[WHAT TO WORK ON] Reproduce the listing below word for word, from its first line up to and including the line that contains "114 33 L 116". Leave any pictures out of your copy.

[INPUT MATERIAL]
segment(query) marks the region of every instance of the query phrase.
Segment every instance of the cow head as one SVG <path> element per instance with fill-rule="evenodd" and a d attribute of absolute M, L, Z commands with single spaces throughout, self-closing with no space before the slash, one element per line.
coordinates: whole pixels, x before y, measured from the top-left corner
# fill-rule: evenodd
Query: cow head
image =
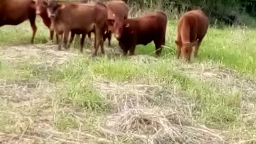
<path fill-rule="evenodd" d="M 114 33 L 116 39 L 119 39 L 125 29 L 130 27 L 130 23 L 126 20 L 121 21 L 118 19 L 116 19 L 113 25 Z"/>
<path fill-rule="evenodd" d="M 36 3 L 36 14 L 41 14 L 47 11 L 48 0 L 37 0 Z"/>
<path fill-rule="evenodd" d="M 65 5 L 63 4 L 59 4 L 55 0 L 50 1 L 48 2 L 48 5 L 47 6 L 47 12 L 48 13 L 48 17 L 51 19 L 51 24 L 50 26 L 50 29 L 53 30 L 54 25 L 54 20 L 56 18 L 56 15 L 58 14 L 58 12 L 59 10 L 63 9 L 65 7 Z"/>
<path fill-rule="evenodd" d="M 190 54 L 192 52 L 193 47 L 197 44 L 198 39 L 197 39 L 194 42 L 186 42 L 182 43 L 181 41 L 175 41 L 176 45 L 178 49 L 181 49 L 183 57 L 186 60 L 189 60 Z"/>

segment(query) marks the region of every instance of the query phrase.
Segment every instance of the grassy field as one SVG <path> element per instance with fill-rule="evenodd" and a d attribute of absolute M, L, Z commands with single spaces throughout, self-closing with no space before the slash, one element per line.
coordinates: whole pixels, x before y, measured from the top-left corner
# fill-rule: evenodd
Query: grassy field
<path fill-rule="evenodd" d="M 256 143 L 255 29 L 211 27 L 187 63 L 175 21 L 160 58 L 114 37 L 105 55 L 58 51 L 37 22 L 34 45 L 28 22 L 0 28 L 0 143 Z"/>

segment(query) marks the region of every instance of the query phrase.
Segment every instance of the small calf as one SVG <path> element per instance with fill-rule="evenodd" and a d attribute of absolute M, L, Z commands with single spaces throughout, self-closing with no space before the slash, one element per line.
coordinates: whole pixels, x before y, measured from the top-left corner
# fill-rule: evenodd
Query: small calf
<path fill-rule="evenodd" d="M 195 46 L 194 57 L 197 57 L 199 46 L 208 27 L 208 18 L 201 10 L 190 11 L 181 16 L 178 25 L 177 39 L 175 41 L 178 59 L 182 52 L 183 57 L 190 61 L 194 46 Z"/>
<path fill-rule="evenodd" d="M 67 49 L 67 41 L 69 31 L 74 31 L 81 34 L 94 33 L 94 55 L 97 55 L 99 47 L 101 52 L 103 49 L 103 35 L 107 28 L 107 10 L 102 3 L 90 4 L 64 4 L 55 1 L 48 3 L 47 12 L 51 19 L 51 29 L 55 29 L 62 41 L 64 35 L 64 47 Z M 84 41 L 82 36 L 81 42 Z M 83 51 L 81 42 L 81 51 Z M 61 49 L 61 43 L 59 43 L 59 50 Z"/>

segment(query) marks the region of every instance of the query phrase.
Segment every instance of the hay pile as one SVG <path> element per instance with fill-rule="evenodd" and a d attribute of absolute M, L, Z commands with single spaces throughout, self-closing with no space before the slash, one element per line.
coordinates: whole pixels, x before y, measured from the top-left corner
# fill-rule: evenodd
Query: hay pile
<path fill-rule="evenodd" d="M 131 109 L 106 118 L 99 129 L 108 137 L 130 139 L 133 143 L 223 143 L 213 130 L 173 124 L 161 112 Z"/>

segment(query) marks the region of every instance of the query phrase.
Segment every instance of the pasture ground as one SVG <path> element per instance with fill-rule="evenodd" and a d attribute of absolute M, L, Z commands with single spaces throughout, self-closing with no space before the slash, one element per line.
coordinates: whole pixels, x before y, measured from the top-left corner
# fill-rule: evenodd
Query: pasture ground
<path fill-rule="evenodd" d="M 87 37 L 58 51 L 37 21 L 34 45 L 28 22 L 0 28 L 0 143 L 256 143 L 255 30 L 211 27 L 187 63 L 172 21 L 160 58 L 114 37 L 106 55 Z"/>

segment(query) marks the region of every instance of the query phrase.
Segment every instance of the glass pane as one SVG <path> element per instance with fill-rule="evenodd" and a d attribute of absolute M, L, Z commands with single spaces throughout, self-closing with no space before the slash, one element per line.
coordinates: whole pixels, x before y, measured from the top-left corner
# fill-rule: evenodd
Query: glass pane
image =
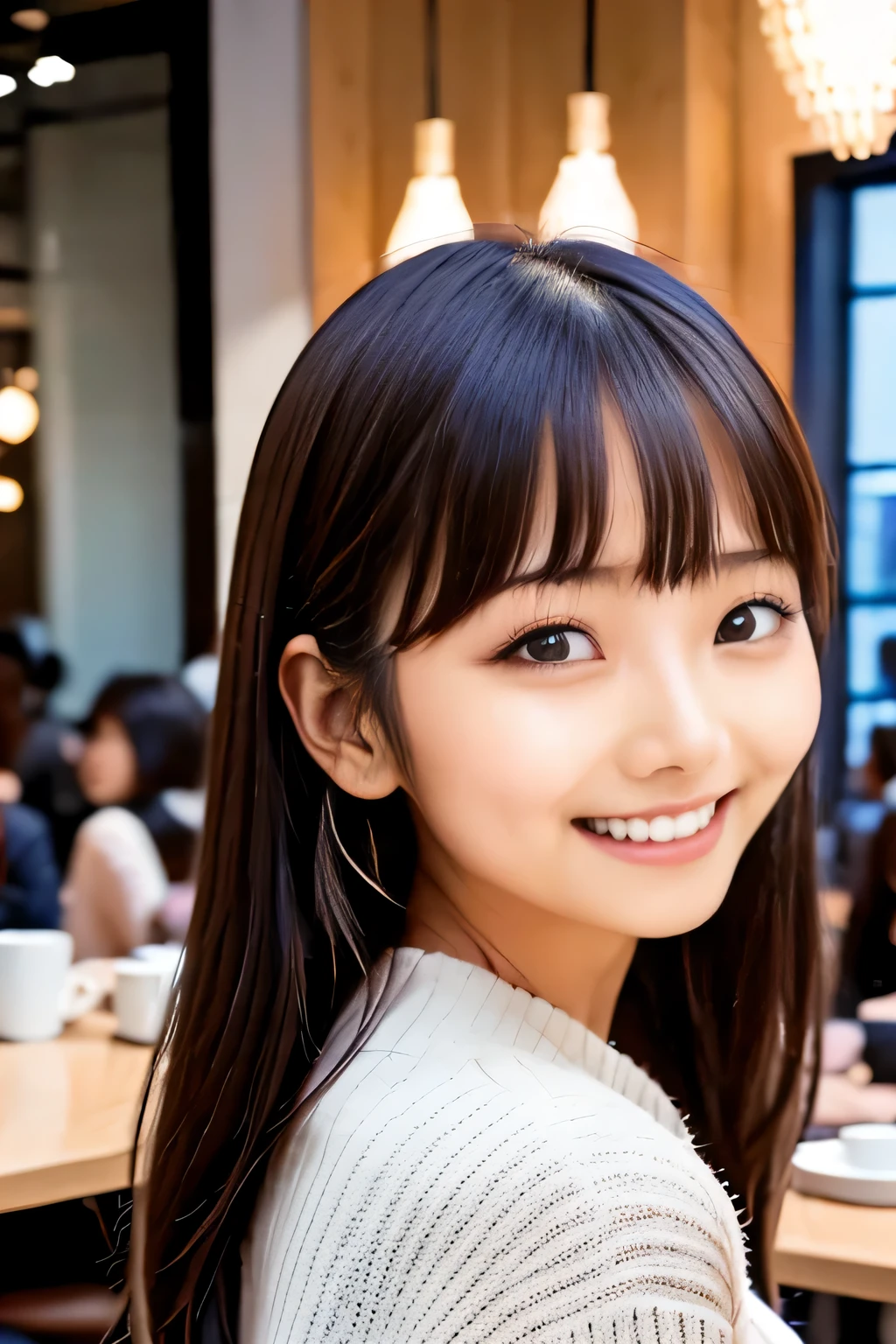
<path fill-rule="evenodd" d="M 896 462 L 896 294 L 849 305 L 850 462 Z"/>
<path fill-rule="evenodd" d="M 846 765 L 858 770 L 868 759 L 868 743 L 877 724 L 896 727 L 896 700 L 870 700 L 846 710 Z"/>
<path fill-rule="evenodd" d="M 846 640 L 850 696 L 896 696 L 896 606 L 852 606 Z"/>
<path fill-rule="evenodd" d="M 896 597 L 896 470 L 852 472 L 846 579 L 853 597 Z"/>
<path fill-rule="evenodd" d="M 853 285 L 896 285 L 896 184 L 853 192 Z"/>

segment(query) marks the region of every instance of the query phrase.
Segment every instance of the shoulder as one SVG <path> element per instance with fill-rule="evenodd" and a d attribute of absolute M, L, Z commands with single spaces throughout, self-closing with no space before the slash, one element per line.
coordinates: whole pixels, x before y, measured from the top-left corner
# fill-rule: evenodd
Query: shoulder
<path fill-rule="evenodd" d="M 149 828 L 128 808 L 101 808 L 78 827 L 78 844 L 98 849 L 152 844 Z"/>
<path fill-rule="evenodd" d="M 102 864 L 122 870 L 138 867 L 167 882 L 156 843 L 140 817 L 126 808 L 101 808 L 78 827 L 73 870 Z"/>
<path fill-rule="evenodd" d="M 7 802 L 3 805 L 3 827 L 5 833 L 7 855 L 12 860 L 21 849 L 44 840 L 50 840 L 50 824 L 42 812 L 28 808 L 21 802 Z"/>
<path fill-rule="evenodd" d="M 506 1048 L 359 1054 L 271 1168 L 249 1297 L 292 1324 L 249 1337 L 341 1337 L 364 1300 L 384 1341 L 623 1340 L 625 1320 L 635 1339 L 654 1309 L 676 1340 L 695 1312 L 731 1339 L 746 1273 L 724 1191 L 685 1140 L 571 1077 Z"/>

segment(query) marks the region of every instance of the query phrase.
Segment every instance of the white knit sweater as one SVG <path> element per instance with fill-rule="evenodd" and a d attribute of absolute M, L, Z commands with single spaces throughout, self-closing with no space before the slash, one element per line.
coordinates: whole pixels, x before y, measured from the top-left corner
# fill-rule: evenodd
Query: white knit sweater
<path fill-rule="evenodd" d="M 243 1246 L 240 1344 L 795 1340 L 665 1093 L 482 968 L 387 953 L 306 1098 Z"/>

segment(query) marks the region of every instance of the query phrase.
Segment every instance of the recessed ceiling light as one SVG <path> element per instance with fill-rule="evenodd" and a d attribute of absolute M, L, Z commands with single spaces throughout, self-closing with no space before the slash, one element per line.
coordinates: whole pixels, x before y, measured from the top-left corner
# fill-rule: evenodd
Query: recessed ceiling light
<path fill-rule="evenodd" d="M 69 83 L 74 77 L 75 67 L 62 56 L 38 56 L 28 71 L 28 79 L 42 89 L 48 89 L 54 83 Z"/>
<path fill-rule="evenodd" d="M 28 32 L 43 32 L 50 23 L 50 15 L 46 9 L 16 9 L 9 17 L 20 28 L 27 28 Z"/>

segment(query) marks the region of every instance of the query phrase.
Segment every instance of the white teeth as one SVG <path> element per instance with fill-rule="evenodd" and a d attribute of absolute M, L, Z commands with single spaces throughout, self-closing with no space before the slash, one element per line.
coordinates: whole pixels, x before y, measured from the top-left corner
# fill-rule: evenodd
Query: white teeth
<path fill-rule="evenodd" d="M 653 840 L 668 844 L 669 840 L 685 840 L 709 825 L 716 812 L 715 802 L 707 802 L 692 812 L 681 812 L 677 817 L 661 816 L 646 821 L 643 817 L 587 817 L 584 825 L 598 836 L 611 835 L 614 840 L 634 840 L 643 844 Z"/>
<path fill-rule="evenodd" d="M 674 840 L 676 837 L 676 824 L 672 817 L 653 817 L 650 821 L 650 839 L 658 840 L 665 844 L 668 840 Z"/>

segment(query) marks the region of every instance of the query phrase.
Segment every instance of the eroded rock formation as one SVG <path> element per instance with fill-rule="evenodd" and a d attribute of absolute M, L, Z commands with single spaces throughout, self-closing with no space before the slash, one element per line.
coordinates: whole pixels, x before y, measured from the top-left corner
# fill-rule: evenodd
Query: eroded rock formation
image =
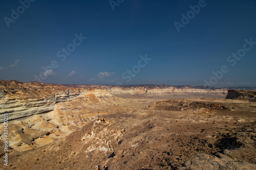
<path fill-rule="evenodd" d="M 256 102 L 256 90 L 229 90 L 226 99 Z"/>

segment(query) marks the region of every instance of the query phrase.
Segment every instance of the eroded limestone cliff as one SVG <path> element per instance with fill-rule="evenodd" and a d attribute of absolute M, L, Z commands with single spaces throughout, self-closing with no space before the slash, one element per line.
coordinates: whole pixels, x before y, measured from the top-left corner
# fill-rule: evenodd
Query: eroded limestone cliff
<path fill-rule="evenodd" d="M 226 99 L 256 102 L 256 90 L 229 90 Z"/>

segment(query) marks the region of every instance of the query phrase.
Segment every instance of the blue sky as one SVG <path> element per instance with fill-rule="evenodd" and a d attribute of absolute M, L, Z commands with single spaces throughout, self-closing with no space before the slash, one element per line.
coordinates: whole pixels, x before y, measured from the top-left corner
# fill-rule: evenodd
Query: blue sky
<path fill-rule="evenodd" d="M 31 1 L 0 2 L 0 79 L 256 86 L 255 0 Z"/>

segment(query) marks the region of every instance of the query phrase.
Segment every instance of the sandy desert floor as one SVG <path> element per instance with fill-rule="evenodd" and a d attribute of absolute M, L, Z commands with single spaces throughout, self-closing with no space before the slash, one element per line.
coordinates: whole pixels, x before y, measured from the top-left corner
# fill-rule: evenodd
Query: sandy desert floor
<path fill-rule="evenodd" d="M 13 151 L 6 169 L 256 168 L 256 103 L 132 98 L 58 104 L 57 116 L 75 117 L 83 109 L 87 118 L 73 122 L 79 125 L 72 130 L 64 124 L 35 139 L 36 147 Z M 57 119 L 47 117 L 54 114 L 33 116 L 54 124 Z"/>

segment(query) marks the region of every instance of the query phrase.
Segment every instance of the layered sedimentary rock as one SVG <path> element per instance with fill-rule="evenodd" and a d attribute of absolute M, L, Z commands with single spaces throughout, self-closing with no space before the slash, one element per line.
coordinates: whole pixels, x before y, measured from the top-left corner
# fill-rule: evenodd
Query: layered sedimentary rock
<path fill-rule="evenodd" d="M 9 120 L 54 110 L 55 104 L 77 96 L 83 89 L 36 82 L 0 80 L 0 115 Z M 3 122 L 4 116 L 0 117 Z"/>
<path fill-rule="evenodd" d="M 229 90 L 226 99 L 256 102 L 256 90 Z"/>
<path fill-rule="evenodd" d="M 55 109 L 56 103 L 77 98 L 88 98 L 89 103 L 99 103 L 99 100 L 101 100 L 102 101 L 108 98 L 114 100 L 113 95 L 124 98 L 136 95 L 139 98 L 154 98 L 156 96 L 166 95 L 169 98 L 170 96 L 181 95 L 193 98 L 224 98 L 227 92 L 226 88 L 191 86 L 63 85 L 0 80 L 0 115 L 7 112 L 8 118 L 10 120 L 48 112 Z M 92 96 L 90 98 L 90 95 L 92 95 L 90 94 L 91 93 L 96 95 L 96 98 Z M 1 116 L 0 123 L 3 122 L 3 117 Z"/>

[TASK RESPONSE]
segment(query) marks the region of every instance of the query phrase.
Segment every instance of the cow head as one SVG <path> element per instance with fill-rule="evenodd" and a d attribute of absolute M, L, Z commands with single spaces throughout, self-closing with no space before the slash, one element per line.
coordinates: whole pixels, x before y, measured from the top-left corner
# fill-rule: evenodd
Query: cow head
image =
<path fill-rule="evenodd" d="M 114 33 L 116 39 L 119 39 L 125 29 L 130 27 L 130 23 L 126 20 L 121 21 L 118 19 L 116 19 L 113 25 Z"/>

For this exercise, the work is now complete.